VOTRE TÂCHE
Disposez toutes les lignes des entrées ci-dessous en tableau Markdown à deux colonnes, « Numéro » pour le rang de la ligne et « Ligne » pour son texte. Omettez les lignes vides.

ENTRÉES À TRAITER
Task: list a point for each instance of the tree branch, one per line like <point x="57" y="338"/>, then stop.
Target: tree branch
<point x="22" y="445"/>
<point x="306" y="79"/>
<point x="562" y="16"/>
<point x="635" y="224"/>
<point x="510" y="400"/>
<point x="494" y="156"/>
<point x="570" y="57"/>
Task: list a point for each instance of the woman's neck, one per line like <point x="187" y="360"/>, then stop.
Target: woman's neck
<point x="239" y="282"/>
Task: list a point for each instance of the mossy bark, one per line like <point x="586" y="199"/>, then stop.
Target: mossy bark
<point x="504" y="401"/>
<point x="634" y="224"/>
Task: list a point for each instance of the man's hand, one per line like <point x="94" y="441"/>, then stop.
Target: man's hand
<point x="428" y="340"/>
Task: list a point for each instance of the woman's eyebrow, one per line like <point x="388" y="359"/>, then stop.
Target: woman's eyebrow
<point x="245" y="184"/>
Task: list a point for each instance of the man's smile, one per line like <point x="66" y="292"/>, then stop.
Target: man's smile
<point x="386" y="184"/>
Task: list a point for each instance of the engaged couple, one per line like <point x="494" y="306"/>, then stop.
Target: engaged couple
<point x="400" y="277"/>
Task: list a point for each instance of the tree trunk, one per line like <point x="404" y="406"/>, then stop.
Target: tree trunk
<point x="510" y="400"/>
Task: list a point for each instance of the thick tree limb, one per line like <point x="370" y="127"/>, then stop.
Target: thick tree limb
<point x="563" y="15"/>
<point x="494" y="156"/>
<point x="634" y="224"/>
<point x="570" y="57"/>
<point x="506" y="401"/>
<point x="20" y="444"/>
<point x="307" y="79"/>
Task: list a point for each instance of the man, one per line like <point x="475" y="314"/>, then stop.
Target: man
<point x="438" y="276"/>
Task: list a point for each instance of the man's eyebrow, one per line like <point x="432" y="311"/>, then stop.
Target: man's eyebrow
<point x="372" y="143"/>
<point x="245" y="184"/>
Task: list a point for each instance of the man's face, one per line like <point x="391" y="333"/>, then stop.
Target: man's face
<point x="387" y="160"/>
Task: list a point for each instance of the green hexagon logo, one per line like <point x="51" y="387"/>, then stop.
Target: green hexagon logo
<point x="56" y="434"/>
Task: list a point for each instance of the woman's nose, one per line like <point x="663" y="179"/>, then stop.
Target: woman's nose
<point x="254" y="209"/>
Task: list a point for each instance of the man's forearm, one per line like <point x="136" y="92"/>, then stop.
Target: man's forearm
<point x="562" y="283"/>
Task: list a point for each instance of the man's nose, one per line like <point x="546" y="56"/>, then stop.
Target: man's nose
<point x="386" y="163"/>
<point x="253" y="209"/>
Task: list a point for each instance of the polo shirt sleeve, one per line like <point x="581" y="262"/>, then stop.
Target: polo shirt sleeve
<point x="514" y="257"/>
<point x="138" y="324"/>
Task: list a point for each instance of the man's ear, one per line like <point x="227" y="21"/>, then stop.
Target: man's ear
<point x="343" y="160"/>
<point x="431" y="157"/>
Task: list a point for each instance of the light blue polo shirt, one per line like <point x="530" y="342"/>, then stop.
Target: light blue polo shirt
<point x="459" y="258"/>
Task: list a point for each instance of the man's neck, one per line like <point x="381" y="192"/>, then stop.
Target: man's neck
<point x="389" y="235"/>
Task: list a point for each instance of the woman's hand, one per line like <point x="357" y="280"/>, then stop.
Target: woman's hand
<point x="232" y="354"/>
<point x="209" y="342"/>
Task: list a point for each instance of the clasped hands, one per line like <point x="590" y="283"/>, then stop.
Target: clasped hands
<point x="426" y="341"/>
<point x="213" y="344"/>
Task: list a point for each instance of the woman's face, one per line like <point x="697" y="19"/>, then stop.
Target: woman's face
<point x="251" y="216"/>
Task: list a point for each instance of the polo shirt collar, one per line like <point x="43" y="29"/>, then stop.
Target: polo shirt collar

RÉPONSE
| Numéro | Ligne |
|---|---|
| 1 | Task: list a point for each instance of the tree branch, one per line like <point x="57" y="338"/>, then stop. |
| 2 | Target: tree branch |
| 3 | <point x="22" y="445"/> |
| 4 | <point x="306" y="79"/> |
| 5 | <point x="562" y="16"/> |
| 6 | <point x="635" y="224"/> |
| 7 | <point x="510" y="400"/> |
| 8 | <point x="494" y="156"/> |
| 9 | <point x="570" y="57"/> |
| 10 | Task: list a point for each instance of the woman's neck, one per line like <point x="187" y="360"/>, then stop. |
| 11 | Target: woman's neck |
| 12 | <point x="239" y="282"/> |
| 13 | Task: list a point for each instance of the mossy bark, one per line like <point x="586" y="199"/>, then stop. |
| 14 | Target: mossy bark |
| 15 | <point x="504" y="401"/> |
| 16 | <point x="634" y="224"/> |
| 17 | Task: list a point for each instance of the man's hand, one per line like <point x="94" y="441"/>, then stop. |
| 18 | Target: man's hand |
| 19 | <point x="428" y="340"/> |
| 20 | Task: list a point for each instance of the woman's eyebrow, one per line like <point x="388" y="359"/>, then stop. |
| 21 | Target: woman's eyebrow |
| 22 | <point x="245" y="184"/> |
| 23 | Task: list a point for each instance of the man's smile, one per line like <point x="66" y="292"/>, then stop. |
| 24 | Target: man's smile |
| 25 | <point x="386" y="184"/> |
| 26 | Task: list a point for each instance of the engaged couple, one per line like <point x="494" y="306"/>, then stop. |
| 27 | Target: engaged couple |
| 28 | <point x="400" y="277"/> |
| 29 | Task: list a point for each instance of the tree trunk, one per line like <point x="404" y="406"/>, then stop. |
| 30 | Target: tree trunk |
| 31 | <point x="510" y="400"/> |
| 32 | Task: list a point for each instance of the thick tree limb, one per line like <point x="370" y="127"/>, then stop. |
| 33 | Target: thick tree limb |
| 34 | <point x="563" y="15"/> |
| 35 | <point x="494" y="156"/> |
| 36 | <point x="634" y="224"/> |
| 37 | <point x="570" y="57"/> |
| 38 | <point x="506" y="401"/> |
| 39 | <point x="20" y="444"/> |
| 40 | <point x="307" y="79"/> |
| 41 | Task: list a point for each instance of the man, one per line like <point x="475" y="314"/>, then stop. |
| 42 | Target: man |
| 43 | <point x="438" y="276"/> |
| 44 | Task: list a point for each instance of the man's eyebrow, one per line like <point x="432" y="311"/>, then stop. |
| 45 | Target: man's eyebrow |
| 46 | <point x="372" y="143"/> |
| 47 | <point x="245" y="184"/> |
| 48 | Task: list a point for each instance of the man's face, one per line like <point x="391" y="333"/>, then stop. |
| 49 | Target: man's face |
| 50 | <point x="387" y="160"/> |
| 51 | Task: list a point for each instance of the green hexagon logo, one per line like <point x="51" y="387"/>, then stop. |
| 52 | Target: green hexagon logo |
| 53 | <point x="56" y="434"/> |
| 54 | Task: list a point for each instance of the woman's nose, one per line like <point x="663" y="179"/>, then stop. |
| 55 | Target: woman's nose |
| 56 | <point x="254" y="209"/> |
| 57 | Task: list a point for each instance of the man's forearm, one per line like <point x="136" y="92"/>, then stop. |
| 58 | Target: man's forearm |
| 59 | <point x="562" y="283"/> |
| 60 | Task: list a point for each instance of the man's nose, one per line like <point x="546" y="56"/>, then stop. |
| 61 | Target: man's nose |
| 62 | <point x="386" y="163"/> |
| 63 | <point x="253" y="209"/> |
| 64 | Task: list a point for each instance of the polo shirt sleeve, one per line like <point x="581" y="262"/>, then stop. |
| 65 | Target: polo shirt sleeve |
| 66 | <point x="514" y="257"/> |
| 67 | <point x="138" y="324"/> |
| 68 | Task: list a point for each instance of the man's ear, one per line like <point x="227" y="21"/>, then stop. |
| 69 | Target: man's ear |
| 70 | <point x="343" y="160"/> |
| 71 | <point x="431" y="157"/> |
| 72 | Task: list a point for each instance of the light blue polo shirt, one per line like <point x="530" y="342"/>, then stop. |
| 73 | Target: light blue polo shirt |
| 74 | <point x="459" y="258"/> |
| 75 | Task: list a point for each instance of the man's neck, one per line like <point x="381" y="192"/>, then stop. |
| 76 | Target: man's neck |
| 77 | <point x="389" y="235"/> |
| 78 | Task: list a point for each instance of the woman's hand, one per line like <point x="357" y="280"/>, then stop. |
| 79 | Target: woman's hand |
| 80 | <point x="232" y="354"/> |
| 81 | <point x="209" y="342"/> |
| 82 | Task: list a point for each instance of the clasped hands, one per line like <point x="590" y="283"/>, then stop. |
| 83 | Target: clasped hands |
| 84 | <point x="426" y="341"/> |
| 85 | <point x="213" y="344"/> |
| 86 | Task: list a point for each instance of the woman's face, one per line like <point x="697" y="19"/>, then stop. |
| 87 | Target: woman's face |
| 88 | <point x="251" y="216"/> |
| 89 | Task: list a point for each instance of the polo shirt collar, one per line like <point x="43" y="29"/>, then stop. |
| 90 | Target: polo shirt collar |